### Selection:
[START]

Capital One deal aims to streamline data sharing for small business

The data deals are mounting as bankers seek alternatives to screen scraping.

Capital One Financial and Xero have announced a data-exchange agreement that is expected to simplify data sharing for small-business customers. Through the bank’s new application programming interface, small-business customers can feed their bank data into Xero’s cloud accounting technology.

Many bankers object to screen scraping as a security risk, so financial institutions have been forming fintech partnerships that employ other methods of data sharing. Silicon Valley Bank and City National Bank have similar deals with Xero. Wells Fargo has a data deal with Xero in addition to arrangements with Intuit and the data aggregator Finicity. JPMorgan Chase also has a data deal with Intuit.

Keri Gohman, president of Xero Americas and a former Capital One exec.

The partnerships are forming as the Consumer Financial Protection Bureau continues to study the myriad policy issues posed by data aggregation.

Capital One's API uses oAuth capabilities to provide Xero with tokenized authorization to access account data that customers request — without the requirement that customers directly provide Xero with their login credentials (as required in screen scraping).

“As technology brings new waves of financial tools into the market, we believe that it’s important for all consumers and small businesses to have the ability to safely, securely and transparently share their transaction data with third parties that they trust,” Becky Heironimus, vice president of enterprise digital products and data connections at Capital One, said in a news release.

[END]

[Items from a data source]
[START]

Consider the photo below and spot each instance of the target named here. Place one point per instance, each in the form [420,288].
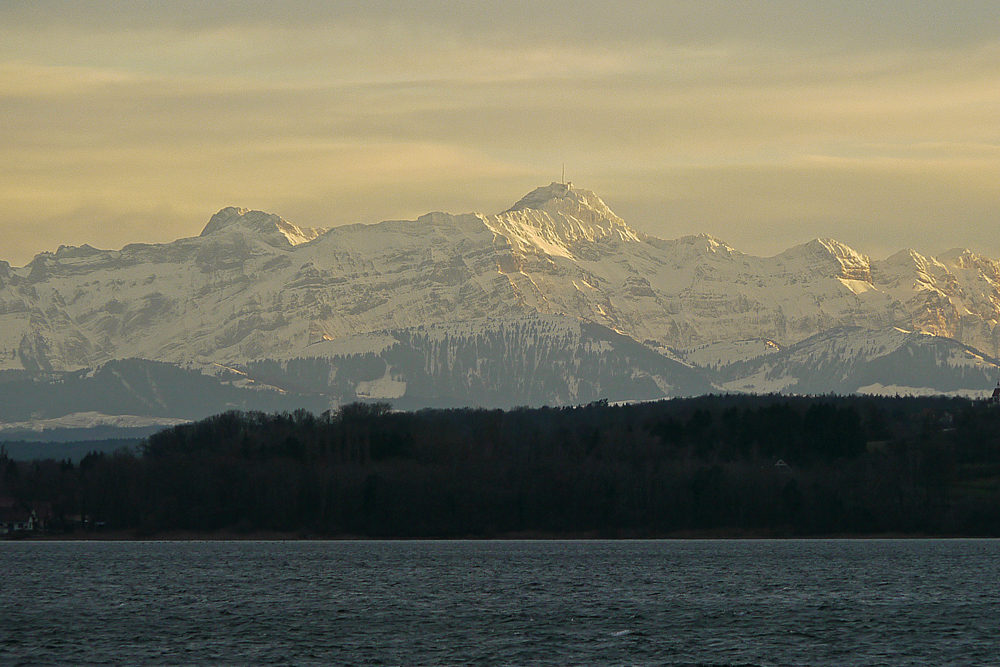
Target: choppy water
[853,602]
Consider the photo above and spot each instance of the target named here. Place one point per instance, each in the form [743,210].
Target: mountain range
[554,301]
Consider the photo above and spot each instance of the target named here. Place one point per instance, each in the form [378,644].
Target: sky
[766,124]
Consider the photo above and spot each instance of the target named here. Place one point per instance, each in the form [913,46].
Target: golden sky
[766,124]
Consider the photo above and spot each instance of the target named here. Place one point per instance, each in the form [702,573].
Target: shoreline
[528,536]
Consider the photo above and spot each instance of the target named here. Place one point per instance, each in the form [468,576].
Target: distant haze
[764,124]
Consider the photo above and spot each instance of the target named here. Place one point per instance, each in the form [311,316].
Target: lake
[698,602]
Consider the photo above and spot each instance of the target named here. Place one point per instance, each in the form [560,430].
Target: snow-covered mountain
[253,287]
[849,360]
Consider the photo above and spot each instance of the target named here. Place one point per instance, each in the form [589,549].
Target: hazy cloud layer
[874,123]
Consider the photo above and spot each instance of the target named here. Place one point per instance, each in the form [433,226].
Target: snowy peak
[558,217]
[821,254]
[259,222]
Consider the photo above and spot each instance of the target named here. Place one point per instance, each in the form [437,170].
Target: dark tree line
[766,465]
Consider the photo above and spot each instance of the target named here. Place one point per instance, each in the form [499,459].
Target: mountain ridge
[253,286]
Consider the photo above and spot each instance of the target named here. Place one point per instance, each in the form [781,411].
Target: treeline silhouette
[764,465]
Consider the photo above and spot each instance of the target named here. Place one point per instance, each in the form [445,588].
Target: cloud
[329,112]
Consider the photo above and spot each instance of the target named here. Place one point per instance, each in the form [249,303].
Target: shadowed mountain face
[253,287]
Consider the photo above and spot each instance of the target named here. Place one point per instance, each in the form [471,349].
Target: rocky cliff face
[254,286]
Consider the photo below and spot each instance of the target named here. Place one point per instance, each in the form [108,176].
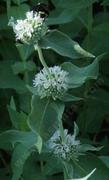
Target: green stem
[90,22]
[39,50]
[61,131]
[8,5]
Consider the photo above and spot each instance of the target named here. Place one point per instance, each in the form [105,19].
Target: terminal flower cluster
[67,149]
[29,30]
[53,84]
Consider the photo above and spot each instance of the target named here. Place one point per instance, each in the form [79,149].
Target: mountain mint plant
[52,85]
[29,30]
[42,125]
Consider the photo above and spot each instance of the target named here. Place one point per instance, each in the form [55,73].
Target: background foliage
[85,21]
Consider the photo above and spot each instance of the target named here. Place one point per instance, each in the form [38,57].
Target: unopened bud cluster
[29,30]
[53,84]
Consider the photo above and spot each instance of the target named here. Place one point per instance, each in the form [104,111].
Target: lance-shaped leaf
[63,45]
[45,116]
[9,139]
[78,76]
[86,177]
[24,143]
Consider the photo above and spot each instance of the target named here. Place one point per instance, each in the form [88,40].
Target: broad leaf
[63,45]
[78,76]
[45,116]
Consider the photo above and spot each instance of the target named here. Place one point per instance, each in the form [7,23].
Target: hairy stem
[39,50]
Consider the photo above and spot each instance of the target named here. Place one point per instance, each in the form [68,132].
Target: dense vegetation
[78,42]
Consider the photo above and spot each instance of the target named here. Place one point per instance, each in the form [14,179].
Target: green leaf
[105,160]
[66,11]
[45,116]
[18,12]
[20,155]
[78,76]
[86,177]
[11,137]
[88,147]
[19,120]
[68,97]
[63,45]
[89,162]
[21,67]
[8,79]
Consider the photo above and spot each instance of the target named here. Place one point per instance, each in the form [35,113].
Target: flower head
[67,149]
[31,29]
[54,85]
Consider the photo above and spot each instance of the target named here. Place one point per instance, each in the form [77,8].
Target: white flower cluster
[67,150]
[51,85]
[29,30]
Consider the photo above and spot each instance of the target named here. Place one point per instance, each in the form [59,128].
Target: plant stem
[42,60]
[89,27]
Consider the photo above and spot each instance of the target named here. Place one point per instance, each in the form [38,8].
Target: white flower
[67,150]
[54,86]
[29,30]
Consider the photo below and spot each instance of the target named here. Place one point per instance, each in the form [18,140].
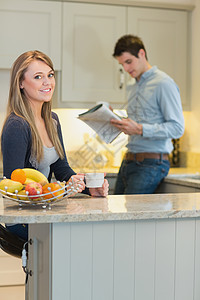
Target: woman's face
[39,82]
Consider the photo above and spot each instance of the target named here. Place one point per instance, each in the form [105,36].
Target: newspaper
[98,118]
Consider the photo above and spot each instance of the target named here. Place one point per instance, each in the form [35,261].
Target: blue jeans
[136,177]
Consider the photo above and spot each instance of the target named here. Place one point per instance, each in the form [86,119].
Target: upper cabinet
[165,35]
[29,25]
[89,72]
[80,39]
[90,31]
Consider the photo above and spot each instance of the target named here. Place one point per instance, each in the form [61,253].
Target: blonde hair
[18,104]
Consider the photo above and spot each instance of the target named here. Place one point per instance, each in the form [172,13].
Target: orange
[18,175]
[55,187]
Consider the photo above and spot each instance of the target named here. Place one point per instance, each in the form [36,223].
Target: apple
[33,189]
[55,190]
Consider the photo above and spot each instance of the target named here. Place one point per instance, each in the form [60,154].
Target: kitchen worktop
[114,207]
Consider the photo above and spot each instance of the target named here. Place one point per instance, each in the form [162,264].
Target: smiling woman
[31,135]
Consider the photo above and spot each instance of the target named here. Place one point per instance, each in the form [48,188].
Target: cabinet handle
[122,78]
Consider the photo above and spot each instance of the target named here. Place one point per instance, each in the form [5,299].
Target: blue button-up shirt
[154,101]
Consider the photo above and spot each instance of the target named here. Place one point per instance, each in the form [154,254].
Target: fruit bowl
[65,191]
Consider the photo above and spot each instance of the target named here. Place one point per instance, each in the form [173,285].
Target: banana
[28,180]
[35,175]
[10,186]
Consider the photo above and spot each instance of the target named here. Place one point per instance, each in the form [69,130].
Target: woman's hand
[100,191]
[78,182]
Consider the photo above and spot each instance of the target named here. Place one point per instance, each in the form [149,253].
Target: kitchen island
[120,247]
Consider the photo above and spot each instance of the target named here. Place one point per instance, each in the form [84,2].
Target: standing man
[154,118]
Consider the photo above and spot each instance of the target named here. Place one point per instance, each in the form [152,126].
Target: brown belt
[143,155]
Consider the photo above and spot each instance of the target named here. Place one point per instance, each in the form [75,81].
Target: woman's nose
[46,80]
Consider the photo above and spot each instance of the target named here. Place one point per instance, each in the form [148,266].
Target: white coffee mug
[94,179]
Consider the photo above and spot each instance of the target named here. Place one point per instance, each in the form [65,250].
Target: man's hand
[128,126]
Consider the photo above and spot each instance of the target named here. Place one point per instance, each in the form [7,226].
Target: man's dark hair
[129,43]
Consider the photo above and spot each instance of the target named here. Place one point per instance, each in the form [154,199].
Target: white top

[END]

According to the article about the Capital One and Xero deal, what does Capital One's API use to give Xero tokenized authorization to access account data?

It uses oAuth capabilities.